Write a continuation of the post about passion and taking a new IT position, starting right after its last sentence.

_Extract_
Begin
For me, the secret to Passion in what you do, is never being satisfied with the just what you are doing. I have been surrounded by incredible people who have been more skilled that me in every facet. My reaction to this was simple, follow them around and figure out what makes them so awesome and learn how to do it yourself. Be positive, be a sponge, be part of the team. My Wife (who is awesome BTW) can tell stories about me starting a job, realizing that I didn’t know everything I needed to, and then spending 4-6 hours a night reading and studying till I was over-prepared. Those moments of realizing I am lacking start a fire in me to take things to the next level.

By taking this position I am intentionally moving myself from the top man on the totem pole to the lowest man on the rung. With great people like Chad Sakac, Scott Lowe, Stuart Miniman, John Avery, Ed Saipetch, Dave Graham, Chuck Hollis, Christopher Kusek and my incredible local team here in DFW; I am but a small speck in comparison. I will never reach my full potential until I knock myself down and surround myself with wiser and stronger people. For me, taking this position sets me up to really grow as a person and IT professional over the next phase of my career. Even better, this move will encourage my already strong Passion for virtualization and truly agile infrastructure.
End
_Raw data_
Begin
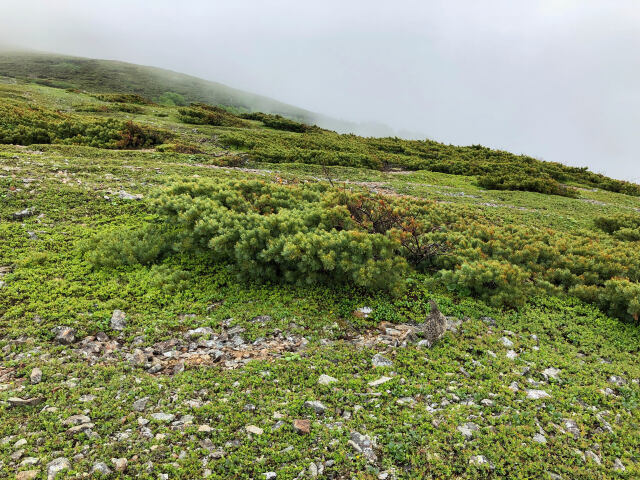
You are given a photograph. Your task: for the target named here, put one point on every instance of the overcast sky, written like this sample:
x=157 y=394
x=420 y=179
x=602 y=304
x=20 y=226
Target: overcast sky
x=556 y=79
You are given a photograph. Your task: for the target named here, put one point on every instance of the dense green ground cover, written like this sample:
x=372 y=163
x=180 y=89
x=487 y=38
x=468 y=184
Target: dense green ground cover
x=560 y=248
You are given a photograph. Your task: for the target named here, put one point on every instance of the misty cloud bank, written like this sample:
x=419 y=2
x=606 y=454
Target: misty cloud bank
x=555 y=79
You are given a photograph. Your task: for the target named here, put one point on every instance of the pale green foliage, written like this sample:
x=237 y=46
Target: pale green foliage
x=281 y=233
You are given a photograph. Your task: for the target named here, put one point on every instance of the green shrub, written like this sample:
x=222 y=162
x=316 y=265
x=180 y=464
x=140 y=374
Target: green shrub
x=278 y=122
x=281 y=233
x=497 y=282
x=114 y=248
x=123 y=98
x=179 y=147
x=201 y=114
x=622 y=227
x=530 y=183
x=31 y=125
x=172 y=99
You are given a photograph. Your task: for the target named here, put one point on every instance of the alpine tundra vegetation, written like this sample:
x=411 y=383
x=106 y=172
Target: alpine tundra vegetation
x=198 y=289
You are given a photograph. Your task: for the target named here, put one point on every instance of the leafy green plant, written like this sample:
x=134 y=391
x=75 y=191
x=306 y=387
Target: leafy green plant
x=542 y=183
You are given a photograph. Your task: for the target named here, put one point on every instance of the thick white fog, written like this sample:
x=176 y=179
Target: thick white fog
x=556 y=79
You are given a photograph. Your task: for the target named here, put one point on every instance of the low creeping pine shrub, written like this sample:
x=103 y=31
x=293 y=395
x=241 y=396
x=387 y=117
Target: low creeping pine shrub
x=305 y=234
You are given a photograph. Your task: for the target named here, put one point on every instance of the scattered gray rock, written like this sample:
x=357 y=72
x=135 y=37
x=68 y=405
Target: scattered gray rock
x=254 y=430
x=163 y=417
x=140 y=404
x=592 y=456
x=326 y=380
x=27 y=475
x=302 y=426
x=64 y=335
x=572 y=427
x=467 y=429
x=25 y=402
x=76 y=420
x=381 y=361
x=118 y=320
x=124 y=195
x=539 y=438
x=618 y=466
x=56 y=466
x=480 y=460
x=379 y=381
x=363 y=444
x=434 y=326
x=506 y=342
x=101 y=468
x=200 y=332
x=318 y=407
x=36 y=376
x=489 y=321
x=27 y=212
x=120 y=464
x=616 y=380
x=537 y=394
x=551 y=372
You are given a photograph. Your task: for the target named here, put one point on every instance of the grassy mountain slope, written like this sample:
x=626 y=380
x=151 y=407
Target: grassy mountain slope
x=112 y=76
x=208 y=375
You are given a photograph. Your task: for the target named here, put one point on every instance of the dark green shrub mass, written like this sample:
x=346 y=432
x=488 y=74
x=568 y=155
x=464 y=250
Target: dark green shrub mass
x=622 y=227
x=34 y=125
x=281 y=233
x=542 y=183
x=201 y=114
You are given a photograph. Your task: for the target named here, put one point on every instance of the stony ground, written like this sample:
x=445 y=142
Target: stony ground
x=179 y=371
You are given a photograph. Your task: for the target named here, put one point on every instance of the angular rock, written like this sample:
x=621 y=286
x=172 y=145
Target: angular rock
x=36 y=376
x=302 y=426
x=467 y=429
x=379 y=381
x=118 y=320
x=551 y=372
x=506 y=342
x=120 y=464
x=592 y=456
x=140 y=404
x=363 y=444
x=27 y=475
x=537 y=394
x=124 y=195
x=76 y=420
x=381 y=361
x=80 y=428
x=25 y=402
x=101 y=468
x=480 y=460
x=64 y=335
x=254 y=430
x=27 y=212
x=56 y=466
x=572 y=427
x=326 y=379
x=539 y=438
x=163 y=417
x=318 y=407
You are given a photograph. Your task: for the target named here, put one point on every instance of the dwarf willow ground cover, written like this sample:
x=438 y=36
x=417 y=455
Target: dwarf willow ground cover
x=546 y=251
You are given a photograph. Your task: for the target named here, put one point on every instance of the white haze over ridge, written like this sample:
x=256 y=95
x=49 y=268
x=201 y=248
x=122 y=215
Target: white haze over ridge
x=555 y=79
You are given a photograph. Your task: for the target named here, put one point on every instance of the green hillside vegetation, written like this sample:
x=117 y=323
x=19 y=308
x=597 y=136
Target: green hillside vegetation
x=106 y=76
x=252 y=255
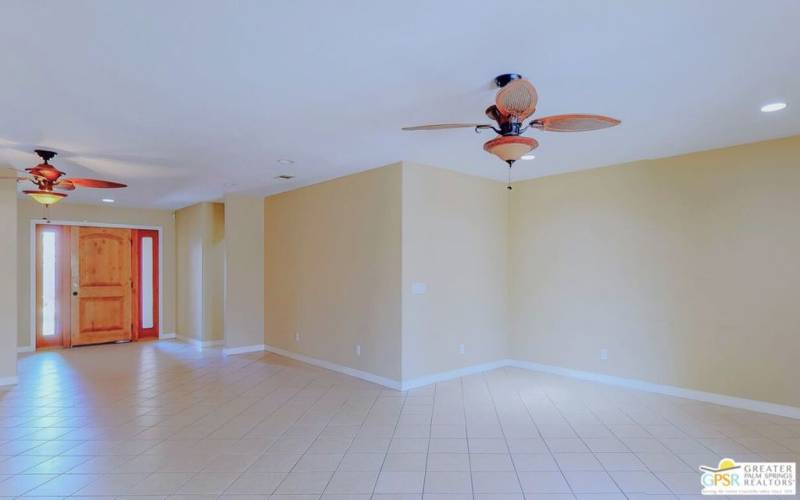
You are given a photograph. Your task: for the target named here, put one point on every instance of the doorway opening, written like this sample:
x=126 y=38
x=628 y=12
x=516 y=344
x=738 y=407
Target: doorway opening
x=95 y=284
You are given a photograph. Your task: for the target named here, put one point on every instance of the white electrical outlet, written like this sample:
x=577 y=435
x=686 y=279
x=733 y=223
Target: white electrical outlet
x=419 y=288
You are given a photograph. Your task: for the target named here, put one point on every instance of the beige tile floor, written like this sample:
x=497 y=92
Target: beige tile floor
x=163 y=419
End
_Answer to the problem_
2.  The World is Changing (or at least the stuff it runs on)

I saw this the moment 4+ years ago when I was first introduced into enterprise datacenter virtualization. It was edgy and a little difficult to grasp but, there was one core thing I came away with - this is going to change everything. I went on to successfully do so many things with virtualization using VMware technologies and defined myself as a professional. The funny thing is that this is still just the beginning. Virtualization of computing resources utilizing a robust hypervisor is just the first step. With the new partnerships like vBlocks and move towards abstraction of layers in storage, networking, and security, information technology is soon to change forever. Not everyone sees or believes that yet but enterprise architecture will be molded by these changes, mark my words. At my core I see this future and more than anything else I want to be a part of helping make that happen. EMC has invested a enormous amount of money and vision and are redefining themselves as a company to be a part of this change. This position is the perfect opportunity to become a part of something great.

3.  I Am The Warm Little Center

In my current position I make a huge impact. Across business or technology lines I play a major part in both decisions and accomplishments. My current employer has been incredible to me in so many ways. There have been tough times like: four different CIO’s in three years, losing close friends, and insane workloads. But, I feel nothing but love and gratitude to my current employer.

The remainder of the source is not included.